**TASKS**
• 1. List every bracketed reference number cited in the excerpt on the synthesis of sialic acid lactones, in the order in which they appear.
• 2. In the excerpt on the synthesis of sialic acid lactones, retype the part that begins with the words containing "Richard R. Schmidt’s" and ends with "these 1,7-lactonic compounds.".

**EXCERPT PROVIDED**

In the 1990s, in light of Ogura’s work, Gervay’s group attempted the synthesis of these bicyclic lactones, but they obtained them only in the protected form (Scheme 4). In particular, they proposed [67] the use of the 1,4-protected compounds as starting material to synthesize a new class of molecules, the amino acid-NeuAc saccharopeptides (Scheme 4A). For this purpose, starting from Neu5Ac 1a, or from its 2-O-methyl derivative 15, they synthesized mixtures of 1,4- and 1,7-lactones, 10 and 11a, or 16 and 17, respectively. Then, lactones 10 and 16 were treated with protected glycine to give the desired saccharopeptides 18 or 19. Importantly, this synthetic strategy also allowed the obtainment of several sialyl donors. A second application that was proposed [68] concerned the use of protected 13C-labeled intramolecular 1,4- and 1,7-lactones, 10-13C and 11a-13C or 16-13C and 17-13C, obtained from Sias 1a-13C and 15-13C, respectively. They are suitable model compounds to study more complex sialyllactones by the isotope edited NMR spectroscopy technique (Scheme 4B). Notably, the authors concluded that further investigations would have been necessary to confirm the applicability of the proposed method also on the unprotected 1,4- or 1,7-lactones, as they failed to obtain them in free form. Interestingly, Gervay’s group performed a computational study [69] to evaluate whether the sialyllactones, or their derivatives, could be a valid scaffold in the design of high-affinity neuraminidase inhibitors. For this purpose, they used virtual free 1,4- and 1,7-bicyclic lactones to compare the ability of different computational methods to reproduce the NMR constant coupling of these molecules.
Richard R. Schmidt’s group reported a biologically interesting study concerning the synthesis of some protected Neu5Ac 1,7-bicyclic lactones (20a–c and 21a–c; Scheme 5) [75]. They used the lactones 21a–c, as sialyl acceptors, and the phosphite 22, as a donor, for the synthesis of β-2,8-unnatural saccharides 23a–c. This synthetic strategy represented a novel and interesting approach for the preparation of unusual gangliosides starting from these 1,7-lactonic compounds.

**EXCERPTED DATA**
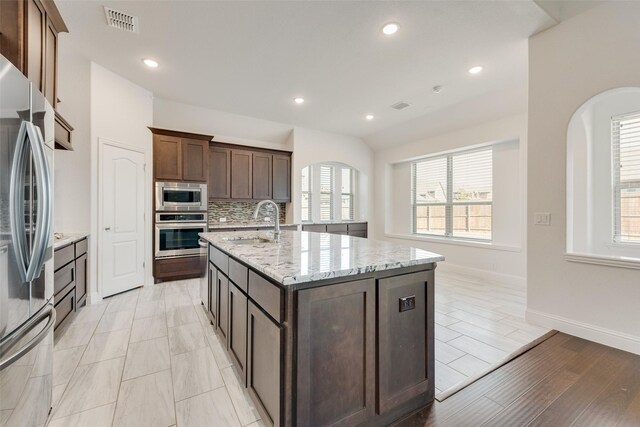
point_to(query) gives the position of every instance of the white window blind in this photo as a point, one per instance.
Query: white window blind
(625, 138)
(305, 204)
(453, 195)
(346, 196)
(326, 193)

* * *

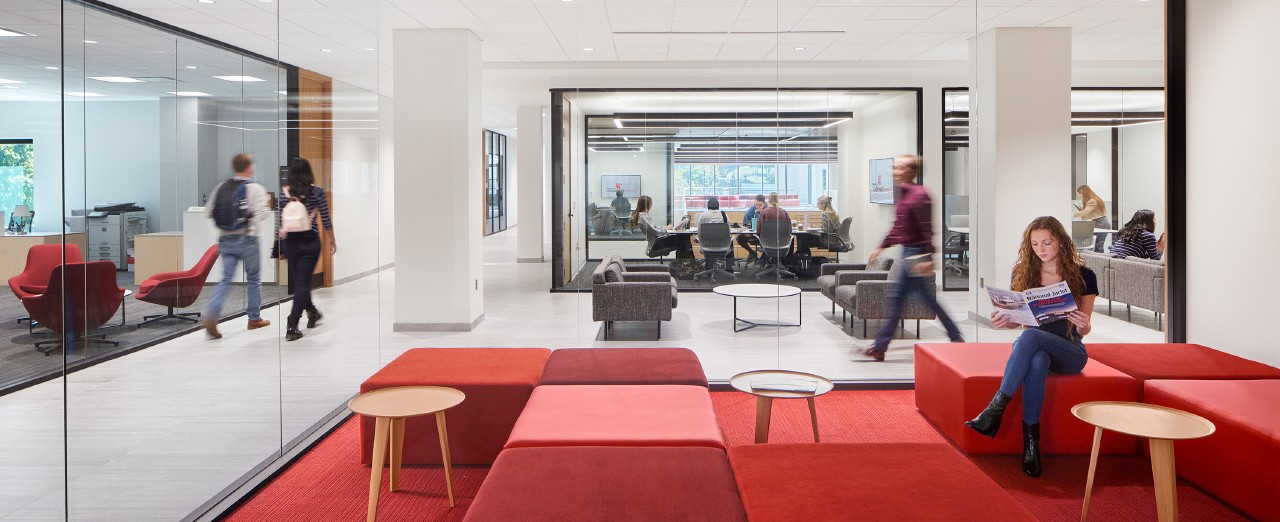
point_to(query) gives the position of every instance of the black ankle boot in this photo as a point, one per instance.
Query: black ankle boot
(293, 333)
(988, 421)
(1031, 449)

**SOLUTIONS TO THE TASKS**
• 1. [67], [68], [69], [75]

• 2.
Richard R. Schmidt’s group reported a biologically interesting study concerning the synthesis of some protected Neu5Ac 1,7-bicyclic lactones (20a–c and 21a–c; Scheme 5) [75]. They used the lactones 21a–c, as sialyl acceptors, and the phosphite 22, as a donor, for the synthesis of β-2,8-unnatural saccharides 23a–c. This synthetic strategy represented a novel and interesting approach for the preparation of unusual gangliosides starting from these 1,7-lactonic compounds.